## start

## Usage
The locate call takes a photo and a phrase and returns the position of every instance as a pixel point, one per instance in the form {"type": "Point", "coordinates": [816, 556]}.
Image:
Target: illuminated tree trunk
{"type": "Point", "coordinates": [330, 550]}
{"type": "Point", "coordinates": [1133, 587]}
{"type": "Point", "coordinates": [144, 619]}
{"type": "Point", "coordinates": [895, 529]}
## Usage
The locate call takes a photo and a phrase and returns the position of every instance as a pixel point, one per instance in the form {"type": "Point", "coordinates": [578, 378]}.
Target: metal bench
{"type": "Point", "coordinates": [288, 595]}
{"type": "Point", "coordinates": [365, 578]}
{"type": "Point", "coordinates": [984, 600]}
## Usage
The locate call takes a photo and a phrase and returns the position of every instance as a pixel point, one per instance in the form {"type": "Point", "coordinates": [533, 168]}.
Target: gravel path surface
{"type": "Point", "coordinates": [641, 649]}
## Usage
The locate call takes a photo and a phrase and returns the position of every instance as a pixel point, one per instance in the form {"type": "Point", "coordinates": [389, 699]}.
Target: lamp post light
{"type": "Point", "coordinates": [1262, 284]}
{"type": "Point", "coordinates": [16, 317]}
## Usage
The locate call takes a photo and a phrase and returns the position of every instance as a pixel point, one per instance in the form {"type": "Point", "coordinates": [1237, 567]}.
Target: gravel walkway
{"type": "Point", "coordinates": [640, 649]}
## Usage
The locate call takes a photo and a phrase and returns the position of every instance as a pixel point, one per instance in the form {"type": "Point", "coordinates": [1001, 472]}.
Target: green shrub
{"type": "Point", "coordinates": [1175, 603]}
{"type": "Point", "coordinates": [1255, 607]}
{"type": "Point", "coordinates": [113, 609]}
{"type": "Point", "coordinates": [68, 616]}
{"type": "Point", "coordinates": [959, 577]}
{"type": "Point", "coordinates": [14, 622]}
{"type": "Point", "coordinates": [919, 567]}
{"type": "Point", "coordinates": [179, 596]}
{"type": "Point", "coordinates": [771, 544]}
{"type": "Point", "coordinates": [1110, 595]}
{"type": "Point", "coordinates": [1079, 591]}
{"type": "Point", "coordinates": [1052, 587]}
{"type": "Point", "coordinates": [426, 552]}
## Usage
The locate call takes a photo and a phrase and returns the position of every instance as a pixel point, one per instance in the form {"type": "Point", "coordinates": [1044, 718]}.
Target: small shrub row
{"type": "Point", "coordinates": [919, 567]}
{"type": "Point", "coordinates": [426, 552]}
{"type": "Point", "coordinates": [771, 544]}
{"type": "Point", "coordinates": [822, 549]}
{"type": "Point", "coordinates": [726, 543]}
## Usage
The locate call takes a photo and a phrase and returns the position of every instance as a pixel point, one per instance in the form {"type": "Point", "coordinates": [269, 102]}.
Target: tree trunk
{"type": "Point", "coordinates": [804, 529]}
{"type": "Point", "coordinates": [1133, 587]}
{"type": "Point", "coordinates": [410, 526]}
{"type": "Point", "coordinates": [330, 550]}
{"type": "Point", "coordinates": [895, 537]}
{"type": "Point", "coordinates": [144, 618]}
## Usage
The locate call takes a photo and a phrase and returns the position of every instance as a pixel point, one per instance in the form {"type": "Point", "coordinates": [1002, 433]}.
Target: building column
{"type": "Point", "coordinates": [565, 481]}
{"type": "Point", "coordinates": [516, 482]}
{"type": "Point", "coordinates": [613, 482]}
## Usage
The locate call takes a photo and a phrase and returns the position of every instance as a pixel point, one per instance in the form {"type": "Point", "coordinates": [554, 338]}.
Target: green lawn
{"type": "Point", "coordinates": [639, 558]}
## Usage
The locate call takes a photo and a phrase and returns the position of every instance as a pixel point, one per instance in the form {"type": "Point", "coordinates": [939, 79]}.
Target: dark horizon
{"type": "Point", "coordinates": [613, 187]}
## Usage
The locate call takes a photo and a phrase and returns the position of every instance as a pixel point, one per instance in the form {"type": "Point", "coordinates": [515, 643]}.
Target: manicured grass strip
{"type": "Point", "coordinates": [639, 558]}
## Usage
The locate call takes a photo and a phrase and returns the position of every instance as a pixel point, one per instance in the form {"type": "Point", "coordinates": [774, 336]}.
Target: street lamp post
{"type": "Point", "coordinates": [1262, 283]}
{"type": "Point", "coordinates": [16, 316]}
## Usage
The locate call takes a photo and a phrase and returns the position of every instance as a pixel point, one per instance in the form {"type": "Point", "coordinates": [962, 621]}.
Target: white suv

## end

Please tally the lines of the data above that contain the word "green" and reply with the count alone.

2